### The problem
Pull out each line below that contains the word "white", and copy those lines unchanged.

### Records supplied

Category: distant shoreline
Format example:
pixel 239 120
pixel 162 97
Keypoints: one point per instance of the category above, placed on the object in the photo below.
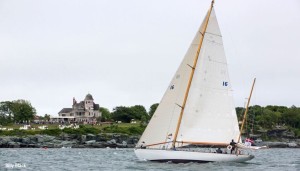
pixel 101 140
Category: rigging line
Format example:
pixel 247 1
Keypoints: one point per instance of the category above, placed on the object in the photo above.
pixel 191 76
pixel 245 114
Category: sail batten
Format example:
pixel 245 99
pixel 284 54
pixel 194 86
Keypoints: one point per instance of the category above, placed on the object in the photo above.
pixel 197 106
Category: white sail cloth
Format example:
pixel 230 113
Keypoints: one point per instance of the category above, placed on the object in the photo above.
pixel 209 114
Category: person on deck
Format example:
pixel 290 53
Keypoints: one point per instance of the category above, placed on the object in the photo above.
pixel 232 143
pixel 143 146
pixel 219 150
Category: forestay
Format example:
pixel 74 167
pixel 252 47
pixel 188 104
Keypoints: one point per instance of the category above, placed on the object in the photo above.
pixel 209 115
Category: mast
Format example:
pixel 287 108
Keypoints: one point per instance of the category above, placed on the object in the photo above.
pixel 246 111
pixel 192 74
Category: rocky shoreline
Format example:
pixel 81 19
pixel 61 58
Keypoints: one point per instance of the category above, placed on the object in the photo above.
pixel 70 141
pixel 102 140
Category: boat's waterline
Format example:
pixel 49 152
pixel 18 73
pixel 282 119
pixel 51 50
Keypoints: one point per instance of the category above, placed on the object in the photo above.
pixel 188 156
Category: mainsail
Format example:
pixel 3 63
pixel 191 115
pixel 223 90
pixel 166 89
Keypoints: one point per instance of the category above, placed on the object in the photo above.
pixel 206 104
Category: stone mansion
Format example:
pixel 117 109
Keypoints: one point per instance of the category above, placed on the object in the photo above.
pixel 83 112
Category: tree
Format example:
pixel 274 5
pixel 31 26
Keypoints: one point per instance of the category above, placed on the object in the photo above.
pixel 122 113
pixel 126 114
pixel 105 114
pixel 47 117
pixel 22 111
pixel 153 109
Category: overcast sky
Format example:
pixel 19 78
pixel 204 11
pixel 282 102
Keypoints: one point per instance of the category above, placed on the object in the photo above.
pixel 126 52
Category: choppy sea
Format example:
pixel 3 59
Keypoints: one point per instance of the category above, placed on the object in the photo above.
pixel 125 159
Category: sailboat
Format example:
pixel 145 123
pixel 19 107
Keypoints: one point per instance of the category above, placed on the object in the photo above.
pixel 197 107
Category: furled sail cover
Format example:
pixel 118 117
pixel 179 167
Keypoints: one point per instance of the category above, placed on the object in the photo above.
pixel 165 118
pixel 210 115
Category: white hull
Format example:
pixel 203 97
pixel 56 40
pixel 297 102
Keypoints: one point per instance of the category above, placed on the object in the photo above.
pixel 188 156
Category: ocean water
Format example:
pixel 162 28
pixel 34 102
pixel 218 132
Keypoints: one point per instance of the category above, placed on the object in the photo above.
pixel 125 159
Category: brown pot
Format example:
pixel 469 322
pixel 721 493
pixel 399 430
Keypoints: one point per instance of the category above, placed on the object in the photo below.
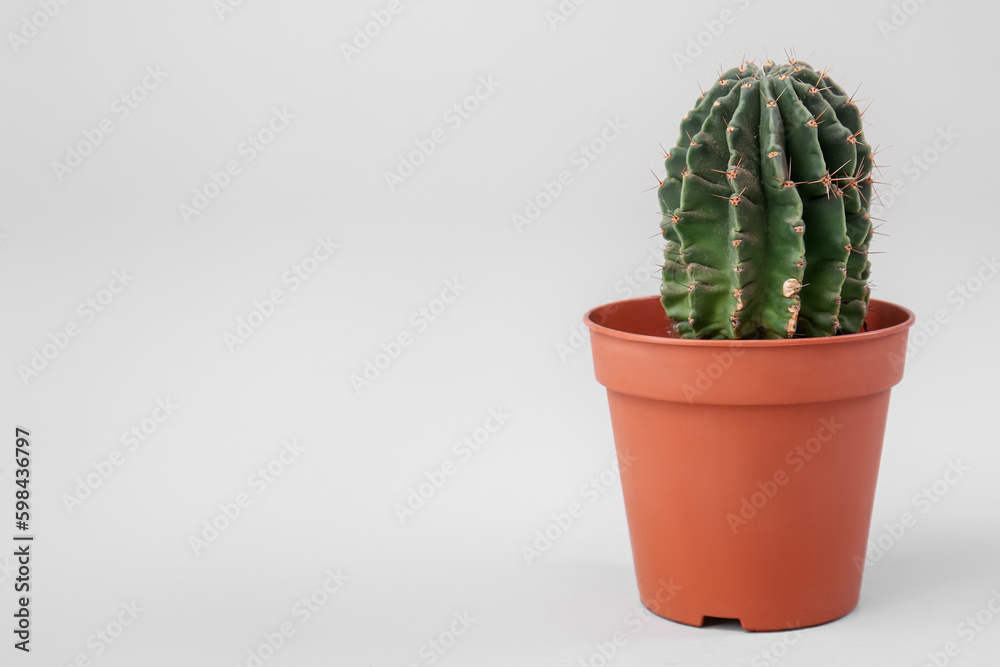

### Result of the exercise
Category: white sail cloth
Category: white hull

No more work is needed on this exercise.